* STATED PROBLEM
Pick out every line in the records below that contains the word "wall", and copy each one.

* THE INPUT

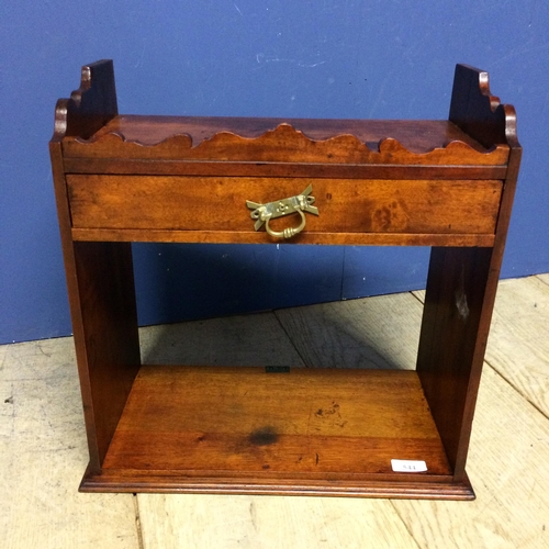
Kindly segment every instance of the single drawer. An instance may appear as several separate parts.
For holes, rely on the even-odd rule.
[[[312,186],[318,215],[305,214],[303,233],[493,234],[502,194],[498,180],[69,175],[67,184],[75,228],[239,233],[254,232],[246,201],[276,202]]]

* * *

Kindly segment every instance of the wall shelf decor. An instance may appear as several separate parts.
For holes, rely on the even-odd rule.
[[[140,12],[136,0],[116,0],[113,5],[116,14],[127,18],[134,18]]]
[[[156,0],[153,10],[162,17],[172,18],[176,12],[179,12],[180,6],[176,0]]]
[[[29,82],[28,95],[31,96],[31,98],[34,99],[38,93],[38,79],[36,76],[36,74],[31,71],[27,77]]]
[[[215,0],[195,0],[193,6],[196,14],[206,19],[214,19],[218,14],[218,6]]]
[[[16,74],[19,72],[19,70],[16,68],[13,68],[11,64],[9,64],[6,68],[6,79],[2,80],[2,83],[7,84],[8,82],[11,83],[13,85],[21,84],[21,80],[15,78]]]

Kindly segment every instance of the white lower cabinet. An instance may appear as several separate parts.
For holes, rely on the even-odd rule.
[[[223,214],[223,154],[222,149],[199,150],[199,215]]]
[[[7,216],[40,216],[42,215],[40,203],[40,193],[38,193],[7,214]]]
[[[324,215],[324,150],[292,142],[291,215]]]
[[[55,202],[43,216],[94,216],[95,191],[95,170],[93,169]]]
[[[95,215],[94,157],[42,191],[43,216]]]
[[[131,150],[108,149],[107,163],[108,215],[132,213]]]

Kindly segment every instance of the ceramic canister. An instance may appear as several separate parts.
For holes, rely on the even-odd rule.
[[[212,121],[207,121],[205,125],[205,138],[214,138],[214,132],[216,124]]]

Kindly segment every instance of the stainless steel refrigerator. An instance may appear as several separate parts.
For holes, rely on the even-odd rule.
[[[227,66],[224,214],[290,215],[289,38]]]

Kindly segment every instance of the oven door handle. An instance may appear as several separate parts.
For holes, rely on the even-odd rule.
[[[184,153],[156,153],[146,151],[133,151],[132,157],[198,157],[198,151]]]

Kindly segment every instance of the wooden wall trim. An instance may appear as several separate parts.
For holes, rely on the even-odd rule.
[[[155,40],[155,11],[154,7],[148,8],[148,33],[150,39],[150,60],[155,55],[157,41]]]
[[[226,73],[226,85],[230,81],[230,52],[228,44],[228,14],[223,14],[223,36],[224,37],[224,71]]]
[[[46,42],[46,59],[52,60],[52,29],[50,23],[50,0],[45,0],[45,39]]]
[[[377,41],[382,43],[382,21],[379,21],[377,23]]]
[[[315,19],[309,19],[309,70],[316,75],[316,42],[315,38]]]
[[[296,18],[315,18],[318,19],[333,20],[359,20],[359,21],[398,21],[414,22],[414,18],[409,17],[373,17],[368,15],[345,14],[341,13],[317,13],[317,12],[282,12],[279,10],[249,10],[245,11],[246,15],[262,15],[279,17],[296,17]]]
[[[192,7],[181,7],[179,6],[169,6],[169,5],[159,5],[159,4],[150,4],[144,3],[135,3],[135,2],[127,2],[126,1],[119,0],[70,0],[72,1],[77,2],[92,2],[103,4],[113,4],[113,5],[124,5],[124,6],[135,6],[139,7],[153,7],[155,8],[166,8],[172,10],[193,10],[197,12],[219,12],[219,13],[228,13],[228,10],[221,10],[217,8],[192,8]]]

* RESULT FOR THIS EXERCISE
Kindly segment every instance of the wall shelf decor. An instance may appear as several separate parts.
Kindly segment every instance of the wooden wall trim. An instance may appear as several separate parts.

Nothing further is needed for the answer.